# Extrait fourni

Un faux acte antisémite à bord d’un bus scolaire juif de Chicago sème la panique
Selon le directeur de l'école, les élèves auraient effectivement eu une confrontation avec un homme. Le Centre Simon Wiesenthal a relayé l'information en mentionnant un salut nazi
La communauté juive de Chicago s’est trouvée bouleversée, jeudi dernier, lorsque les médias locaux ont fait savoir qu’un bus d’écoliers juifs avait été victime de harcèlement antisémite.
Les premières informations, relayées par un grand nombre de médias de Chicago, dont le Chicago Tribune et le Sun Times, évoquaient une enquête policière en cours après qu’un groupe d’adultes a forcé le bus à s’arrêter pour monter à bord pour faire un salut hitlérien.
L’histoire a bouleversé les parents d’élèves et déclenché un tollé parmi les habitants de Chicago, inquiets du regain de criminalité et d’antisémitisme, à un moment particulièrement difficile pour les Juifs américains.
Rien de tout cela ne serait vrai, selon le directeur de l’école où sont scolarisés les élèves en question.
« C’est une fake news », a déclaré vendredi à la Jewish Telegraphic Agency le rabbin Menachem Levine, directeur de l’école primaire Joan Dachs Bais Yaakov – Yeshivas Tiferes Tzvi de West Rogers Park.
« Il ne s’est absolument rien passé de cet ordre. »
Cette histoire a fini dans la presse grâce au relais du Centre Simon Wiesenthal, qui a publié un communiqué, jeudi dernier, soulignant que l’incident avait eu lieu le jour de la commémoration de la Nuit de cristal, pogrom qui, en 1938, a marqué un tournant dans la politique nazie à l’encontre des Juifs d’Europe.

# Données fournies
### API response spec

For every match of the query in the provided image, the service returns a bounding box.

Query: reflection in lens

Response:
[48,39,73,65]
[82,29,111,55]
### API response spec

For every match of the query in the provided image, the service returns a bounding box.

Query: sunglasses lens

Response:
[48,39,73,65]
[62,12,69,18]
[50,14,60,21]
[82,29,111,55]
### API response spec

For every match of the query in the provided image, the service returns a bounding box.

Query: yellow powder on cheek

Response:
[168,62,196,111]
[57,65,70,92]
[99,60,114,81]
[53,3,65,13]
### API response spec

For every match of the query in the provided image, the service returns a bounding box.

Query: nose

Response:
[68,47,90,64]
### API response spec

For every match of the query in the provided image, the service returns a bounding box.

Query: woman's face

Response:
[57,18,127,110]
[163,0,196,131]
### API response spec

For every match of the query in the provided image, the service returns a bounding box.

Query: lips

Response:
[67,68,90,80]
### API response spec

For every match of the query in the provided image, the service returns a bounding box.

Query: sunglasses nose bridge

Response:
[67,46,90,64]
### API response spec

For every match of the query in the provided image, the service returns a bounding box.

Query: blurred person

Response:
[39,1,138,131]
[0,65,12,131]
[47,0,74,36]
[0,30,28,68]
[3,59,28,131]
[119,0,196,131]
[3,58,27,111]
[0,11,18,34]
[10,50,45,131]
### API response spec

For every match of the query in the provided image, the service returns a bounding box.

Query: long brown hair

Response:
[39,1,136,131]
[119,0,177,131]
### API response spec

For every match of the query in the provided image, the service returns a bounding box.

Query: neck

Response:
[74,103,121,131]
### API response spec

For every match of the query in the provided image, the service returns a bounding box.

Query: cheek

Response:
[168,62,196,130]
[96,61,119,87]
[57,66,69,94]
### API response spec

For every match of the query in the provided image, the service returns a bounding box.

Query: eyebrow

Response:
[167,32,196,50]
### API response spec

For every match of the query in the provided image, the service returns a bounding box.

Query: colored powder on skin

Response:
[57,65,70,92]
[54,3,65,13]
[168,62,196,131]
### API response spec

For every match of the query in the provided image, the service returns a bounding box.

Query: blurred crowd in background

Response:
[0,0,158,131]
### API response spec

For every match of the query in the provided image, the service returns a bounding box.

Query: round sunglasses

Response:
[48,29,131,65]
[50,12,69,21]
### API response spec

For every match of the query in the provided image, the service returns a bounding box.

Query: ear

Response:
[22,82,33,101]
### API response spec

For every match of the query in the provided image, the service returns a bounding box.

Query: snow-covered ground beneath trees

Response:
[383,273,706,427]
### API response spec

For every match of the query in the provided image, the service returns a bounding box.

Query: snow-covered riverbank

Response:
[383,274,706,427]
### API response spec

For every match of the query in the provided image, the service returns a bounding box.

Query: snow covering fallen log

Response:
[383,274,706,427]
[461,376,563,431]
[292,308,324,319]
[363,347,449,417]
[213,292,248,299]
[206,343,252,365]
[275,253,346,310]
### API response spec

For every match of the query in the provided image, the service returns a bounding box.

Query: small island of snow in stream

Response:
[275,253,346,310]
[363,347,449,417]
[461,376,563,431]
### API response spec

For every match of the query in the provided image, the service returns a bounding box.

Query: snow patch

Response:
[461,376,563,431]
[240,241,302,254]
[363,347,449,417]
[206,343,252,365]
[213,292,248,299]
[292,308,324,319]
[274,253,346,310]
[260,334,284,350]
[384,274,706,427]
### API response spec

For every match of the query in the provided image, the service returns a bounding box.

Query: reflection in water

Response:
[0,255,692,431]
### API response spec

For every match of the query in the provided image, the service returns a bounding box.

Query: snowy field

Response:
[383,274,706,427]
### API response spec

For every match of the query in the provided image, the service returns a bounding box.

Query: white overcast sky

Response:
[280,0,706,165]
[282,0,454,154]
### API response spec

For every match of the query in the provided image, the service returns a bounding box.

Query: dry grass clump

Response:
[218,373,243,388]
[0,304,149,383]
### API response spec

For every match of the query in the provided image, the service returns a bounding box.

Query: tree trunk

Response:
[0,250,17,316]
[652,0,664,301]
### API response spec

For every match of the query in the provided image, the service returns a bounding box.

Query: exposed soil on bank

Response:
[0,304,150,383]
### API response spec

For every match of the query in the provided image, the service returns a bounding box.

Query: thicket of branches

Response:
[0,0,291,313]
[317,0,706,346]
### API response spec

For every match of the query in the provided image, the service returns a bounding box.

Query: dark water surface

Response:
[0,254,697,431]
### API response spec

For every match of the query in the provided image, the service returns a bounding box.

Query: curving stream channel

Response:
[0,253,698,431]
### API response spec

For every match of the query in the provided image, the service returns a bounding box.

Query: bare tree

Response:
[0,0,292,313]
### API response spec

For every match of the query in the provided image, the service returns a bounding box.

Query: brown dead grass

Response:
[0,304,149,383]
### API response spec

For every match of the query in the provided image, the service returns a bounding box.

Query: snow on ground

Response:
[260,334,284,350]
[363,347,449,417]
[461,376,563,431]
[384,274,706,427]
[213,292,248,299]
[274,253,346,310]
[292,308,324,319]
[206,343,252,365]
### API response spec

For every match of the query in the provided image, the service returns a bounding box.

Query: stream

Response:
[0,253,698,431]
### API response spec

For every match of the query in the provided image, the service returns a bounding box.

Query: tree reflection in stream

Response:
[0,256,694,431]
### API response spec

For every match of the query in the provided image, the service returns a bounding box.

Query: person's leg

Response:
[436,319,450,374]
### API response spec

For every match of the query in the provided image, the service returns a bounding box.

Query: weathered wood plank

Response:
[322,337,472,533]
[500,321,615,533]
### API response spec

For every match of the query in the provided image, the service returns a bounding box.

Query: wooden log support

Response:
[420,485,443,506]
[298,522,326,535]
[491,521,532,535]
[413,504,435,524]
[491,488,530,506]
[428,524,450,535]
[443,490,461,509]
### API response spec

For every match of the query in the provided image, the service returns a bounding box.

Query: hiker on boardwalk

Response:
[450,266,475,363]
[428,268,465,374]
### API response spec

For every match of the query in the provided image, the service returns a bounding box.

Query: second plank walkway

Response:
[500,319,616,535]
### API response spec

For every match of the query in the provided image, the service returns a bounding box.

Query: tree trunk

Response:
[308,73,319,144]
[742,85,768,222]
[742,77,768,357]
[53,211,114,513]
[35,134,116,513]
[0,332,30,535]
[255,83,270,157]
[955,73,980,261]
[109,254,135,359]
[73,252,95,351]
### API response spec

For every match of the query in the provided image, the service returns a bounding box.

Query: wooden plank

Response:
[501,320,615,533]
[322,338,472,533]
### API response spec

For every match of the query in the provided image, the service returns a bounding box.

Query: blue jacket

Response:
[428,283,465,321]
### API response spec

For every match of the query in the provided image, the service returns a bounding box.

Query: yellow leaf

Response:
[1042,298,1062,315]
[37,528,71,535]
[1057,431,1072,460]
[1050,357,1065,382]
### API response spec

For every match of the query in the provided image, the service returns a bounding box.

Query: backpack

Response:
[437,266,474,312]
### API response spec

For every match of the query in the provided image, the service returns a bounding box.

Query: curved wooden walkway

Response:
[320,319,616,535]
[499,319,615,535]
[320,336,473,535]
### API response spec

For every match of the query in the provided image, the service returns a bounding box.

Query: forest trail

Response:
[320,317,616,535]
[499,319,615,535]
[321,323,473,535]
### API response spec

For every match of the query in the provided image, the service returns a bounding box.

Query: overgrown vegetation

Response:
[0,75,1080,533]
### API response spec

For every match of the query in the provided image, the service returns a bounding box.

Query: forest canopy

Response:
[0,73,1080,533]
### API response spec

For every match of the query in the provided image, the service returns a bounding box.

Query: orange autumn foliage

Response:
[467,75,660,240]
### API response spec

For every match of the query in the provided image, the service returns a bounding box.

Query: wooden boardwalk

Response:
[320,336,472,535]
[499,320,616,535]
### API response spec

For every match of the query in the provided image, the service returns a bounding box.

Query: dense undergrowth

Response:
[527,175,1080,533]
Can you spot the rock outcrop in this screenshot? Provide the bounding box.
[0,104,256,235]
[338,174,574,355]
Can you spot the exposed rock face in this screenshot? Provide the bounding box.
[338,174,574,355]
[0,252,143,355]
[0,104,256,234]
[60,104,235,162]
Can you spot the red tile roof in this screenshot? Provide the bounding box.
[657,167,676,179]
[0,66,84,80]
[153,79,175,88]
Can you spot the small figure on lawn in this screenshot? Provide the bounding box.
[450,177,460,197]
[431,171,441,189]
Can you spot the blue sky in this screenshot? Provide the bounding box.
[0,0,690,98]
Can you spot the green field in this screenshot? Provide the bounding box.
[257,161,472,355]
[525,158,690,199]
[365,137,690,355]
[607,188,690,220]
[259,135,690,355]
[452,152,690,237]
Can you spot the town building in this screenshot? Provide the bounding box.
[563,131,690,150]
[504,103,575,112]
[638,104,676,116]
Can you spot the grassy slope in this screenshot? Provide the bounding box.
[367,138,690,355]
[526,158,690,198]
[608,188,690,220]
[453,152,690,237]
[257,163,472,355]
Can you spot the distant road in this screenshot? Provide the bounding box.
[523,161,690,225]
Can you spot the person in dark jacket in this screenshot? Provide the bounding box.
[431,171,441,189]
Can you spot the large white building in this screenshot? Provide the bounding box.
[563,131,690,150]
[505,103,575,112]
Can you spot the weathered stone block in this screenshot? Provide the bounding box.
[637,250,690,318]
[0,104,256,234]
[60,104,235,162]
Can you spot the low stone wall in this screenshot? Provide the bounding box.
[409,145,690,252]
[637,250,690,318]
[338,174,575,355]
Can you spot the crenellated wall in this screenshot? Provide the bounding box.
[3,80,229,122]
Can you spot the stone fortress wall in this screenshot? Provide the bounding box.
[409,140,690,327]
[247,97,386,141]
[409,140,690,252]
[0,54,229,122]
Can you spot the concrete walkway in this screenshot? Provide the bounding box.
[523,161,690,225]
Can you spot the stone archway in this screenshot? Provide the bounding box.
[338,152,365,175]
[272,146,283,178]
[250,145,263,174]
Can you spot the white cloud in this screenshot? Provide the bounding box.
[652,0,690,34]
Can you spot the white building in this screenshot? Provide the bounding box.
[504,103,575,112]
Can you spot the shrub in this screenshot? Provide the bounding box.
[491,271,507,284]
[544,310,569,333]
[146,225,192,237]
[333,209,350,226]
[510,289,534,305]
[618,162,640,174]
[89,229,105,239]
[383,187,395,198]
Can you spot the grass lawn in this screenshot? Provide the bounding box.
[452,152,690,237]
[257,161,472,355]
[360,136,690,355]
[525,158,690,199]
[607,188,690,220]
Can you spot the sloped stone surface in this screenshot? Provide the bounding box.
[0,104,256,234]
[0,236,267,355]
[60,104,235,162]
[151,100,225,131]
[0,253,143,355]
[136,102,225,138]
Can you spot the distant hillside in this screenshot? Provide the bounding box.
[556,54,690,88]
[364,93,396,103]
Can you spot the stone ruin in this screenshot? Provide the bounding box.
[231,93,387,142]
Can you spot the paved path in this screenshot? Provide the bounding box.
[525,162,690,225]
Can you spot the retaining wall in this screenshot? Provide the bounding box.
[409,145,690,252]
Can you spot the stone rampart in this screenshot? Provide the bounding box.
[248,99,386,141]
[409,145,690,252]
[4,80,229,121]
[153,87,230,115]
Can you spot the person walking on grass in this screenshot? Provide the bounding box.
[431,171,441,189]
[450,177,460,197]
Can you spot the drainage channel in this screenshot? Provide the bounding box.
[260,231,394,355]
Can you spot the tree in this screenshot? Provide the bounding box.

# Consigne
Renvoyez intégralement et mot pour mot l'article sur le faux acte antisémite à bord d'un bus scolaire juif de Chicago.

# Réponse à l'exercice
Un faux acte antisémite à bord d’un bus scolaire juif de Chicago sème la panique
Selon le directeur de l'école, les élèves auraient effectivement eu une confrontation avec un homme. Le Centre Simon Wiesenthal a relayé l'information en mentionnant un salut nazi
La communauté juive de Chicago s’est trouvée bouleversée, jeudi dernier, lorsque les médias locaux ont fait savoir qu’un bus d’écoliers juifs avait été victime de harcèlement antisémite.
Les premières informations, relayées par un grand nombre de médias de Chicago, dont le Chicago Tribune et le Sun Times, évoquaient une enquête policière en cours après qu’un groupe d’adultes a forcé le bus à s’arrêter pour monter à bord pour faire un salut hitlérien.
L’histoire a bouleversé les parents d’élèves et déclenché un tollé parmi les habitants de Chicago, inquiets du regain de criminalité et d’antisémitisme, à un moment particulièrement difficile pour les Juifs américains.
Rien de tout cela ne serait vrai, selon le directeur de l’école où sont scolarisés les élèves en question.
« C’est une fake news », a déclaré vendredi à la Jewish Telegraphic Agency le rabbin Menachem Levine, directeur de l’école primaire Joan Dachs Bais Yaakov – Yeshivas Tiferes Tzvi de West Rogers Park.
« Il ne s’est absolument rien passé de cet ordre. »
Cette histoire a fini dans la presse grâce au relais du Centre Simon Wiesenthal, qui a publié un communiqué, jeudi dernier, soulignant que l’incident avait eu lieu le jour de la commémoration de la Nuit de cristal, pogrom qui, en 1938, a marqué un tournant dans la politique nazie à l’encontre des Juifs d’Europe.